Put the stretch of the data below from the line containing "request | drop a dot on each instance of the pollen" through the line containing "[(51, 341)]", both included, into a JSON list of strings with one string per line. Leave out any blank lines.

*** Records shown

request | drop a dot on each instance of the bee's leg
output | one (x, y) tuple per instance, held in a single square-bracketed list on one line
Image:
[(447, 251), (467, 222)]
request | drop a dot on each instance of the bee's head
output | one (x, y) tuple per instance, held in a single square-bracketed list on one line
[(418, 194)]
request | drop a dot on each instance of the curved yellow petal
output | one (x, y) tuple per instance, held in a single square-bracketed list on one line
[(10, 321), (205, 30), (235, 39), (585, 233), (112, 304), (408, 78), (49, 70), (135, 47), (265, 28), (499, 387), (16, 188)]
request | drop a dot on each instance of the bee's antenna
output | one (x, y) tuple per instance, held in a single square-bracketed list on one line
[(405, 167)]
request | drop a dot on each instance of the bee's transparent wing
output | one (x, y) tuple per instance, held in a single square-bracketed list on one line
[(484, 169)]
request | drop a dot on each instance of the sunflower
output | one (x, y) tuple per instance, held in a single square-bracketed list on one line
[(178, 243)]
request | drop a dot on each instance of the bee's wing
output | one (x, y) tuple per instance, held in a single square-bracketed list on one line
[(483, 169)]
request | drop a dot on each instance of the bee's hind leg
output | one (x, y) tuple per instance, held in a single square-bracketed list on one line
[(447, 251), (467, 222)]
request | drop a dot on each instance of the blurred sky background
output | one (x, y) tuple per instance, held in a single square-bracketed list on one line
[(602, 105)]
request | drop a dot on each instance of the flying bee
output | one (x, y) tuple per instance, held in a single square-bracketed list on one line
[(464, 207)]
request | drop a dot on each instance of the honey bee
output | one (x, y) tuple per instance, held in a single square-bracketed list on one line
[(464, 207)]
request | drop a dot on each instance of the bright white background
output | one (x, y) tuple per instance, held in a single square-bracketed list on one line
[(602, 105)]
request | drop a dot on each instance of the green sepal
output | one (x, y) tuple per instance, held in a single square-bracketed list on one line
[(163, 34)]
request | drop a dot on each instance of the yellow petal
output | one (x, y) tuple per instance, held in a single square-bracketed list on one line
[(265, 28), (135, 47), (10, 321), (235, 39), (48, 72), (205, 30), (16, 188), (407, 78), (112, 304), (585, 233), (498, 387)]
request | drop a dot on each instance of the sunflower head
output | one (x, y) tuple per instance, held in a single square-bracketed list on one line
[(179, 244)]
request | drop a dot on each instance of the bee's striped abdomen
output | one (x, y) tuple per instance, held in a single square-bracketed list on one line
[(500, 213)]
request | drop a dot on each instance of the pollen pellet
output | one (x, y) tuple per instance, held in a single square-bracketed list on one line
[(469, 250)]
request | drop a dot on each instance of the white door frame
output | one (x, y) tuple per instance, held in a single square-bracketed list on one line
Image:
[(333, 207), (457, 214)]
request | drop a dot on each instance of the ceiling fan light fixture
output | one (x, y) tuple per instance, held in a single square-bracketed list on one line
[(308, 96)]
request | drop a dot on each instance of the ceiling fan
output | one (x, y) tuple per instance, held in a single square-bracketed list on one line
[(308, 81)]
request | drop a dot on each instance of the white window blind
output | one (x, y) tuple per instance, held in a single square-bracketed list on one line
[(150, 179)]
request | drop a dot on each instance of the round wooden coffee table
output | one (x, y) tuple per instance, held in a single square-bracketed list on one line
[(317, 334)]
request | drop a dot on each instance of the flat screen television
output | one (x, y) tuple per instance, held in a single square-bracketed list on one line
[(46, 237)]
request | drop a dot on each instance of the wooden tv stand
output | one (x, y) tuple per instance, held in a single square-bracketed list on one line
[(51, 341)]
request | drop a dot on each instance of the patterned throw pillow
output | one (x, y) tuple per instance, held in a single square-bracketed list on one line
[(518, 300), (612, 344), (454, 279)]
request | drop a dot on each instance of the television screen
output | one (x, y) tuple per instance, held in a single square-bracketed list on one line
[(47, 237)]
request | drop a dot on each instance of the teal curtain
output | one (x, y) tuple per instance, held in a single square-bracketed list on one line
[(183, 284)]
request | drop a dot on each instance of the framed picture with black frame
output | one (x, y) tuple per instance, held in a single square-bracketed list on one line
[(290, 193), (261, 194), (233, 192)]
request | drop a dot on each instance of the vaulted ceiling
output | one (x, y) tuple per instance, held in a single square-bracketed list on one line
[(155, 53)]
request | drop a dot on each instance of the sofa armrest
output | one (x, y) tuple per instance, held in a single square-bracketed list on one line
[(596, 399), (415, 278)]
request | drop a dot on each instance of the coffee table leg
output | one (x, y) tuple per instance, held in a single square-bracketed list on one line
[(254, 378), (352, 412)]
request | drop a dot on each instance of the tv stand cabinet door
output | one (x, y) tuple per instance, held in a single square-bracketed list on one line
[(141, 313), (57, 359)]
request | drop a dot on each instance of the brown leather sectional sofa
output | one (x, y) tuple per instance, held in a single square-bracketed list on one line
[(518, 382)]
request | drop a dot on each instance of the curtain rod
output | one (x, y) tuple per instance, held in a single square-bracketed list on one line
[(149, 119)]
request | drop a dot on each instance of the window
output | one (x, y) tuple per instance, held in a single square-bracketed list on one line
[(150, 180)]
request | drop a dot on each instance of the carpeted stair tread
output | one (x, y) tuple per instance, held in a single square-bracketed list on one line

******

Solution to this exercise -
[
  "request | drop a dot on each instance of the pollen pellet",
  "output | one (x, y) tuple per instance, held in a single square-bracketed list on one line",
  "[(469, 250)]",
  "request | drop a dot on each instance of the white door frame",
  "output | one (x, y) tuple per instance, held in a single square-bracketed list on one line",
  "Image:",
  "[(333, 207), (457, 214)]",
  "request | drop a dot on each instance of the ceiling fan light fixture",
  "output | one (x, y) tuple per instance, held in a single square-bracketed list on one line",
  "[(308, 96)]",
  "request | drop a dot on each instance of the ceiling fan",
  "output | one (x, y) tuple per instance, held in a single square-bracketed list on one line",
  "[(308, 81)]",
  "request | drop a dot on each instance of the white window blind",
  "output | one (x, y) tuple per instance, held in a single square-bracketed list on one line",
  "[(150, 179)]",
  "request | drop a dot on each instance of the round wooden coffee table",
  "output | one (x, y) tuple per instance, held in a single square-bracketed list on one line",
  "[(317, 334)]",
  "request | drop a dot on each instance of the flat screen television",
  "output | one (x, y) tuple per instance, held in a single square-bracketed list on one line",
  "[(46, 237)]",
  "request | drop a dot on each instance of the wooden tv stand",
  "output | one (x, y) tuple per instance, held in a single square-bracketed list on one line",
  "[(51, 341)]"
]